START Source material

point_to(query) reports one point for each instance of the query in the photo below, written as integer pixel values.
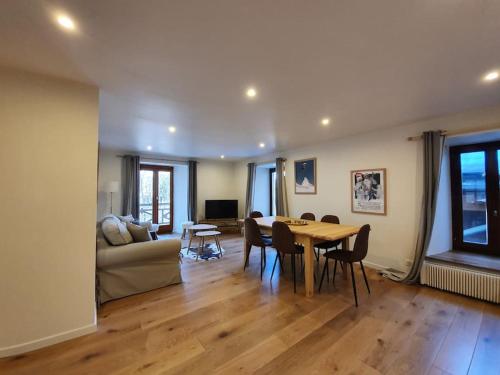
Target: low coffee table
(198, 227)
(203, 235)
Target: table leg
(308, 265)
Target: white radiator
(472, 283)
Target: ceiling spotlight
(251, 92)
(66, 22)
(491, 76)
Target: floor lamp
(112, 187)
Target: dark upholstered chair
(332, 219)
(308, 216)
(254, 238)
(256, 215)
(283, 242)
(358, 253)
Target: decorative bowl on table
(295, 222)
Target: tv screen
(221, 209)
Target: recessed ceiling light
(65, 22)
(251, 92)
(491, 76)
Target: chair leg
(327, 271)
(325, 267)
(280, 260)
(274, 266)
(364, 275)
(354, 285)
(248, 247)
(262, 256)
(334, 272)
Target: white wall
(393, 237)
(48, 159)
(262, 197)
(216, 180)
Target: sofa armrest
(139, 252)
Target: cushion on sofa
(139, 233)
(115, 231)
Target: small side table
(185, 228)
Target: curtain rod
(157, 159)
(481, 129)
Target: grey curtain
(130, 188)
(281, 198)
(192, 191)
(250, 188)
(433, 143)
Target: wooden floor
(223, 320)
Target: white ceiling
(367, 64)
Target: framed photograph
(368, 191)
(305, 176)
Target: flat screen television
(221, 209)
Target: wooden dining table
(308, 235)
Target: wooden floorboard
(222, 320)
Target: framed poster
(368, 191)
(305, 176)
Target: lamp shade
(112, 187)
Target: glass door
(156, 196)
(475, 171)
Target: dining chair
(331, 219)
(254, 238)
(308, 216)
(283, 242)
(255, 214)
(358, 253)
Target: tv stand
(223, 225)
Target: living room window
(156, 196)
(475, 171)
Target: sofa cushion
(115, 231)
(139, 233)
(126, 219)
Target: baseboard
(47, 341)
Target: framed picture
(305, 176)
(368, 191)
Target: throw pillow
(139, 233)
(127, 219)
(116, 232)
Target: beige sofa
(136, 267)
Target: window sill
(465, 258)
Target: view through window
(475, 177)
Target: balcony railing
(146, 212)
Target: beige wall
(393, 236)
(48, 159)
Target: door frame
(492, 193)
(163, 228)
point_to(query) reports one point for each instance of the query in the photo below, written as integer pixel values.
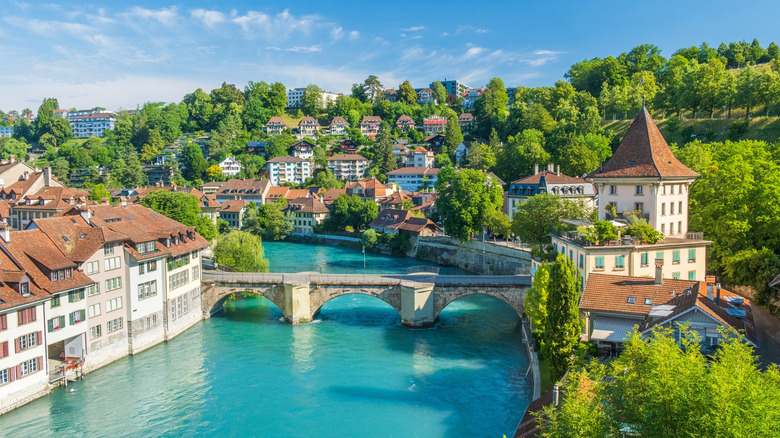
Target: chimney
(659, 275)
(5, 231)
(86, 214)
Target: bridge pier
(297, 303)
(417, 304)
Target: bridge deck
(304, 277)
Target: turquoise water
(354, 372)
(292, 257)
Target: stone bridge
(419, 298)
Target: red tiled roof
(642, 153)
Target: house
(275, 126)
(405, 123)
(307, 213)
(369, 189)
(466, 122)
(233, 211)
(288, 169)
(250, 190)
(435, 142)
(338, 126)
(257, 147)
(394, 221)
(414, 179)
(643, 179)
(425, 96)
(471, 96)
(302, 149)
(612, 305)
(420, 157)
(230, 166)
(348, 166)
(308, 127)
(369, 126)
(94, 124)
(390, 95)
(348, 146)
(435, 123)
(550, 181)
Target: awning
(608, 329)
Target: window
(55, 323)
(93, 310)
(113, 283)
(77, 317)
(75, 296)
(93, 267)
(112, 263)
(114, 325)
(24, 342)
(114, 304)
(25, 316)
(93, 289)
(148, 289)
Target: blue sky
(122, 54)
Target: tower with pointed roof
(644, 175)
(643, 178)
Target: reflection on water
(355, 372)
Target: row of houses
(87, 287)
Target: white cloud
(209, 18)
(165, 16)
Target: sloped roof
(643, 153)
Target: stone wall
(474, 256)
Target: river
(353, 372)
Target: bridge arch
(442, 300)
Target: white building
(348, 166)
(230, 166)
(288, 169)
(414, 179)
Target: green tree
(536, 217)
(467, 202)
(181, 207)
(241, 251)
(564, 327)
(406, 94)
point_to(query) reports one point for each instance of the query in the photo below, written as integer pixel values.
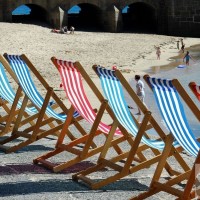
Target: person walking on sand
(187, 58)
(158, 53)
(72, 30)
(139, 91)
(183, 48)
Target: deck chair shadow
(7, 96)
(195, 89)
(167, 94)
(49, 119)
(71, 75)
(112, 82)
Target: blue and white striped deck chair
(167, 94)
(113, 92)
(7, 94)
(56, 118)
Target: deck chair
(46, 116)
(167, 94)
(112, 82)
(71, 75)
(195, 89)
(7, 96)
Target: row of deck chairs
(32, 117)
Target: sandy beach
(131, 53)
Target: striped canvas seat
(167, 95)
(173, 113)
(113, 91)
(71, 75)
(195, 89)
(112, 82)
(22, 72)
(72, 83)
(45, 118)
(7, 93)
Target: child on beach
(187, 58)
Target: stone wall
(175, 17)
(184, 18)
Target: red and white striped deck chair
(71, 74)
(195, 89)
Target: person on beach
(158, 52)
(178, 44)
(187, 58)
(140, 91)
(72, 30)
(183, 48)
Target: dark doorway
(88, 18)
(139, 18)
(30, 14)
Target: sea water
(185, 75)
(25, 10)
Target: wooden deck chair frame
(36, 131)
(8, 94)
(189, 175)
(128, 167)
(87, 151)
(195, 89)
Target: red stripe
(71, 79)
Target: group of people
(140, 85)
(64, 30)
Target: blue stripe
(22, 72)
(113, 92)
(7, 92)
(172, 111)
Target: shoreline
(20, 178)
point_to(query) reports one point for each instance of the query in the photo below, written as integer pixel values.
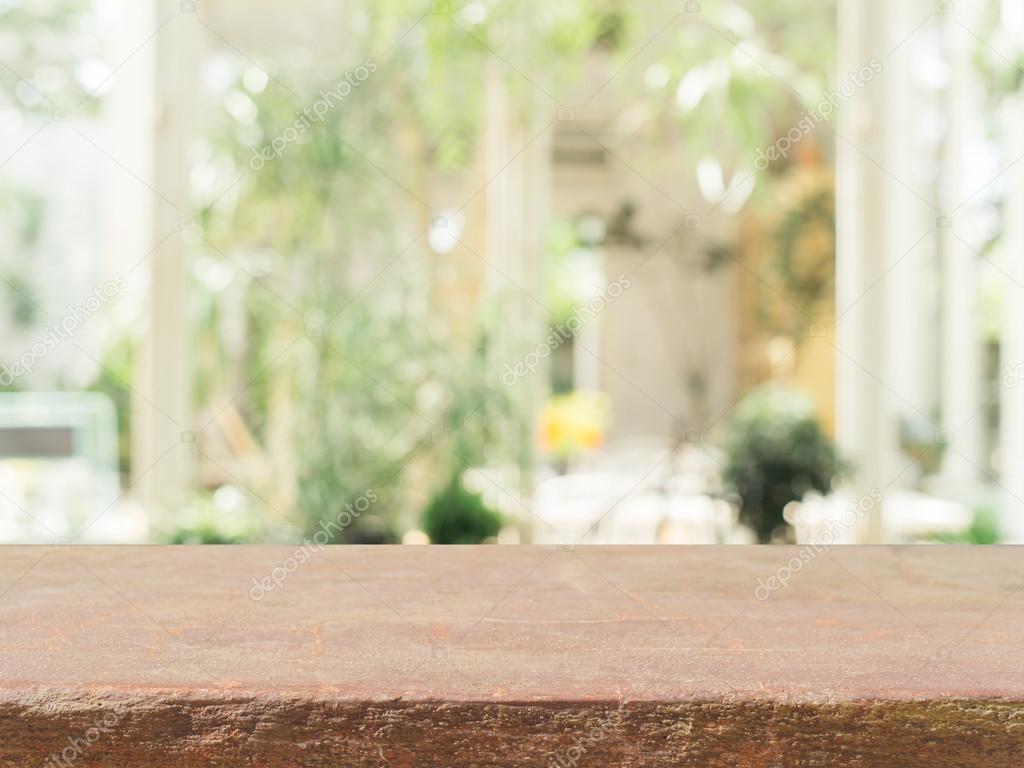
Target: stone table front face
(381, 655)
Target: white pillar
(864, 428)
(162, 454)
(911, 286)
(961, 367)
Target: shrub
(776, 453)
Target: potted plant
(776, 452)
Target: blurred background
(481, 270)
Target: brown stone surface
(511, 656)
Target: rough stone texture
(511, 656)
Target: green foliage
(457, 515)
(776, 453)
(984, 529)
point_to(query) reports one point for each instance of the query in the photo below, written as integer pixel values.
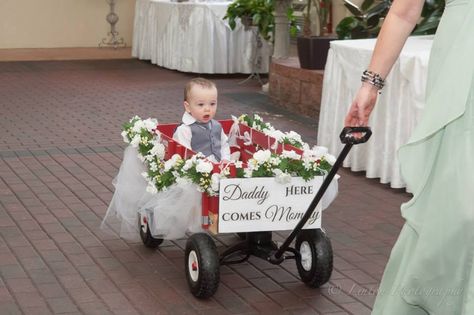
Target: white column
(282, 29)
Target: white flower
(262, 156)
(151, 188)
(204, 166)
(182, 181)
(319, 151)
(188, 164)
(248, 173)
(215, 179)
(144, 140)
(138, 125)
(283, 178)
(275, 161)
(277, 171)
(125, 137)
(291, 155)
(330, 158)
(294, 136)
(150, 124)
(158, 150)
(307, 163)
(153, 166)
(135, 141)
(169, 164)
(277, 134)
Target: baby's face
(202, 103)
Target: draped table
(193, 37)
(395, 115)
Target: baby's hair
(205, 83)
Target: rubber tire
(208, 261)
(321, 254)
(147, 239)
(242, 236)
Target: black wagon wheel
(242, 236)
(315, 260)
(145, 233)
(201, 262)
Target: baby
(199, 131)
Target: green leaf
(354, 9)
(366, 4)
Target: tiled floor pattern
(60, 148)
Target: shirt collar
(188, 119)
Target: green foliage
(366, 20)
(432, 12)
(257, 13)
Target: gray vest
(206, 138)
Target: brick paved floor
(60, 148)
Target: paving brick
(56, 185)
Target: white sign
(263, 204)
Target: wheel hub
(306, 256)
(193, 266)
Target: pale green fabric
(430, 270)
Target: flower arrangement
(161, 173)
(256, 122)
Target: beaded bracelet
(373, 78)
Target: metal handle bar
(347, 136)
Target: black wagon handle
(349, 136)
(355, 135)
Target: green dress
(430, 270)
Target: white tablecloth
(193, 37)
(397, 112)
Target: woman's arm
(400, 21)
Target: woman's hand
(362, 106)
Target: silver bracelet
(373, 78)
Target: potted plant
(258, 13)
(367, 19)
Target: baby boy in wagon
(199, 131)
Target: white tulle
(172, 213)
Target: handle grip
(347, 135)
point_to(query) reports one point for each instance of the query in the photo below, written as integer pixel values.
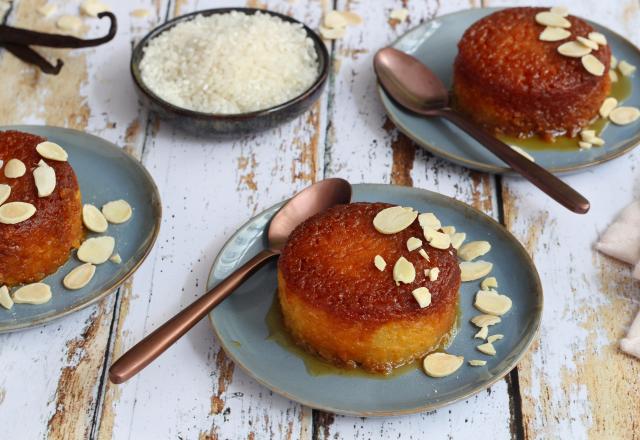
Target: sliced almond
(14, 168)
(96, 250)
(554, 34)
(413, 243)
(473, 250)
(394, 219)
(5, 298)
(441, 364)
(624, 115)
(573, 49)
(118, 211)
(548, 18)
(36, 293)
(593, 65)
(45, 178)
(79, 277)
(93, 219)
(491, 302)
(52, 151)
(16, 212)
(607, 105)
(379, 263)
(423, 296)
(487, 348)
(473, 270)
(5, 192)
(403, 271)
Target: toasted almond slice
(79, 277)
(44, 177)
(548, 18)
(473, 250)
(573, 49)
(5, 192)
(491, 302)
(423, 296)
(457, 239)
(118, 211)
(592, 65)
(598, 38)
(554, 34)
(626, 68)
(36, 293)
(403, 271)
(93, 219)
(5, 298)
(487, 348)
(607, 105)
(15, 212)
(441, 364)
(413, 243)
(96, 250)
(52, 151)
(14, 168)
(473, 270)
(379, 263)
(394, 219)
(624, 115)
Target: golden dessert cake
(510, 81)
(337, 304)
(38, 246)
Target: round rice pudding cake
(32, 249)
(338, 305)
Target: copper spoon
(415, 87)
(312, 200)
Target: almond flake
(93, 219)
(14, 168)
(624, 115)
(79, 277)
(403, 271)
(423, 296)
(491, 302)
(36, 293)
(441, 364)
(16, 212)
(394, 219)
(548, 18)
(96, 250)
(573, 49)
(473, 270)
(52, 151)
(554, 34)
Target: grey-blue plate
(435, 44)
(105, 172)
(239, 322)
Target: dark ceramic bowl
(228, 124)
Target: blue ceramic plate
(105, 172)
(435, 44)
(239, 322)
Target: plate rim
(530, 337)
(156, 204)
(495, 169)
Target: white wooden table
(574, 383)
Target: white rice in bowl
(230, 63)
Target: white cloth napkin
(622, 241)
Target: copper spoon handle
(145, 351)
(543, 179)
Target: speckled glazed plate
(105, 172)
(435, 44)
(239, 322)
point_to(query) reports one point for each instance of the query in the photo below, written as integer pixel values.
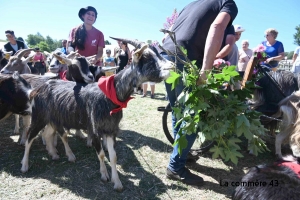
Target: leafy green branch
(214, 113)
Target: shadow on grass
(82, 178)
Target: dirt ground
(143, 154)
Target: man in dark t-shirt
(13, 44)
(200, 29)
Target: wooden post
(249, 70)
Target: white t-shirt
(15, 46)
(296, 66)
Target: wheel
(203, 147)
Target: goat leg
(101, 156)
(113, 163)
(278, 142)
(26, 124)
(48, 135)
(69, 153)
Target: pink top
(95, 39)
(38, 57)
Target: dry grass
(143, 154)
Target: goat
(271, 102)
(77, 71)
(4, 57)
(289, 112)
(19, 64)
(87, 106)
(15, 96)
(280, 180)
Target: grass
(143, 154)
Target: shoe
(185, 176)
(192, 157)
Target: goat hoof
(279, 156)
(89, 143)
(22, 141)
(104, 177)
(79, 134)
(71, 158)
(55, 157)
(118, 187)
(24, 168)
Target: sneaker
(185, 176)
(192, 157)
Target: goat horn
(22, 52)
(134, 43)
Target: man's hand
(202, 78)
(269, 60)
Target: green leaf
(173, 79)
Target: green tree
(43, 46)
(33, 40)
(297, 36)
(290, 55)
(48, 44)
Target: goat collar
(63, 75)
(295, 167)
(106, 84)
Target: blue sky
(142, 19)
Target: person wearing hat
(274, 49)
(233, 56)
(39, 61)
(86, 38)
(63, 49)
(13, 44)
(108, 60)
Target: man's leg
(176, 168)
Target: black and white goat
(4, 57)
(18, 63)
(289, 113)
(78, 71)
(15, 96)
(271, 102)
(86, 106)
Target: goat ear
(139, 52)
(29, 59)
(32, 94)
(46, 53)
(72, 54)
(62, 60)
(16, 75)
(7, 55)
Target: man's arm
(214, 41)
(295, 57)
(98, 55)
(230, 41)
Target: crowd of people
(211, 36)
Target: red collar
(62, 75)
(106, 84)
(293, 166)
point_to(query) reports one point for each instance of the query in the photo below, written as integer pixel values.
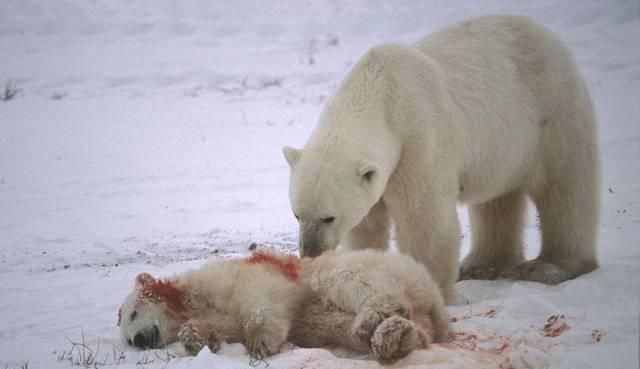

END Source material

Extract word for word every line from the line that contains "Target: black and white goat" to the final line of the data, both included, and nothing else; skip the pictures.

§ **Written solution**:
Target: black and white goat
(4, 57)
(18, 63)
(289, 113)
(78, 71)
(15, 96)
(271, 102)
(86, 106)
Target: goat ear
(139, 52)
(29, 59)
(32, 94)
(46, 53)
(72, 54)
(62, 60)
(16, 75)
(7, 55)
Target: man's arm
(214, 41)
(295, 57)
(98, 55)
(230, 41)
Target: crowd of people
(211, 36)
Target: red collar
(62, 75)
(106, 84)
(293, 166)
point_to(query) reports one point for each instance of the query in the photo below, written as integer pixel values.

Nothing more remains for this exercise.